### Dataset records
BEGIN

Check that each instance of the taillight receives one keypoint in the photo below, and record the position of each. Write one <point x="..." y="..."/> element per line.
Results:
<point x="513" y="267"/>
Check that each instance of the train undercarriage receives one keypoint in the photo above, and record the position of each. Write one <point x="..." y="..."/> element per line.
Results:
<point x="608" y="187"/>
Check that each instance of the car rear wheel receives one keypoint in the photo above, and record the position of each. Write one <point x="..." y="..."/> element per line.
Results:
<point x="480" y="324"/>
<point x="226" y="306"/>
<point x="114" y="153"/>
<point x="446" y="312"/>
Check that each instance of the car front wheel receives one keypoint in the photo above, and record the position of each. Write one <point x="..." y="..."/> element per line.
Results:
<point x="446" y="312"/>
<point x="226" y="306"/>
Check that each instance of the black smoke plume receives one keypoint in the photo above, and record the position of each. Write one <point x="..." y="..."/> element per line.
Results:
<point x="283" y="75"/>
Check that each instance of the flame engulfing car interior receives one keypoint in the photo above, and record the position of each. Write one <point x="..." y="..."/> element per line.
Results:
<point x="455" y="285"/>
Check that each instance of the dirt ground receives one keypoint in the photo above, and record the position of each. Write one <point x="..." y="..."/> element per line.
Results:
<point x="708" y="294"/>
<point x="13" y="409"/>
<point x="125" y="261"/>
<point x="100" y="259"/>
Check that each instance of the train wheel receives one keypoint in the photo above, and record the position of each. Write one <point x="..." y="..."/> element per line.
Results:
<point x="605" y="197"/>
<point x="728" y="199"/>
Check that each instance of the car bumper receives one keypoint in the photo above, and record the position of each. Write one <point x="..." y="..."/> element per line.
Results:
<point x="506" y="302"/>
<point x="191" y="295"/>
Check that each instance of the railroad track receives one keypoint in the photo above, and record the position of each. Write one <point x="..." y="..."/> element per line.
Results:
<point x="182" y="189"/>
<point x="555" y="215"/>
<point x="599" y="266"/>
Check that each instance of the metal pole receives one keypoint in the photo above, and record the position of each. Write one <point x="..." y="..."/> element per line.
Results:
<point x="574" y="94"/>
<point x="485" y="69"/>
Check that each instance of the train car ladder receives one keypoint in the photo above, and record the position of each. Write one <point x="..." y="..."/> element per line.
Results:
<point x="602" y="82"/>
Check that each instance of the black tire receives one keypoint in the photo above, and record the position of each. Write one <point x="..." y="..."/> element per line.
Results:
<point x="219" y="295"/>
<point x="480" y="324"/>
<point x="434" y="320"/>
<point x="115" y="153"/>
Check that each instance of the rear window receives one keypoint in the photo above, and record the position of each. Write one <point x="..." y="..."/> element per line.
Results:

END

### Exercise task
Reproduce all of the items above verbatim, line by line, with nothing added or left out.

### Final result
Check that each instance of the taillight receives one keypoint in the photo below, and record the position of each. Write one <point x="..." y="..."/> element per line.
Results:
<point x="513" y="267"/>
Check that each instance of the train undercarriage receives one keypoint in the photo above, and record the position of each. Write one <point x="..." y="..."/> element per line.
Results:
<point x="608" y="187"/>
Check that each instance of the car rear wheel receives one keypoint in the photo above, and record the position of each. Write one <point x="..." y="..."/> element per line.
Results:
<point x="480" y="324"/>
<point x="226" y="306"/>
<point x="114" y="153"/>
<point x="446" y="312"/>
Check that each instance of the car front wheel receives one keypoint in the photo above, and record the position of each. Write one <point x="..." y="..."/> element per line.
Results:
<point x="446" y="312"/>
<point x="226" y="306"/>
Check that each instance of the black smoke plume receives one keypoint in the photo above, and record the position of each. Write one <point x="..." y="..."/> element per line.
Results:
<point x="283" y="75"/>
Check that each instance of the flame engulfing car interior receives one keypoint in the photo above, and record the position of each. Write one <point x="..." y="..."/> element per line.
Results:
<point x="455" y="285"/>
Check that each instance of the dirt ground receives one keypoint in the photo above, and record the position of each. Write one <point x="..." y="..."/> element per line.
Results:
<point x="708" y="294"/>
<point x="13" y="409"/>
<point x="125" y="261"/>
<point x="100" y="259"/>
Check that each instance of the train wheel receives one keypoint in the photo above, and record the position of each. Write one <point x="..." y="..."/> element per line.
Results:
<point x="605" y="197"/>
<point x="728" y="199"/>
Check that each instance of the car bumper receives one keypoint in the photo above, and record the position of each. Write one <point x="..." y="..."/> element per line.
Results:
<point x="506" y="302"/>
<point x="191" y="295"/>
Check that each instance of the railroad track receives one keypoint in the photo above, and record the position of each. Write one <point x="..." y="..."/> element per line.
Results:
<point x="182" y="189"/>
<point x="555" y="215"/>
<point x="599" y="266"/>
Check that each instance of the metal pole receives one keypoint in the photo above, and record the position of each. Write one <point x="..." y="..."/> element per line.
Results:
<point x="574" y="94"/>
<point x="485" y="69"/>
Check that each instance of the train car ladder receives one keypoint in the photo above, and record the position of each. Write one <point x="..." y="..."/> element per line.
Results:
<point x="602" y="82"/>
Check that each instance of the black tire receives one keypoint in the photo above, and record the position of each. Write one <point x="..." y="..."/> element per line.
Results:
<point x="219" y="295"/>
<point x="480" y="324"/>
<point x="434" y="320"/>
<point x="115" y="153"/>
Check that each instance of the rear window receives one keypoint in the photo above, and record the position of each. Write one <point x="..." y="..."/> element per line.
Results:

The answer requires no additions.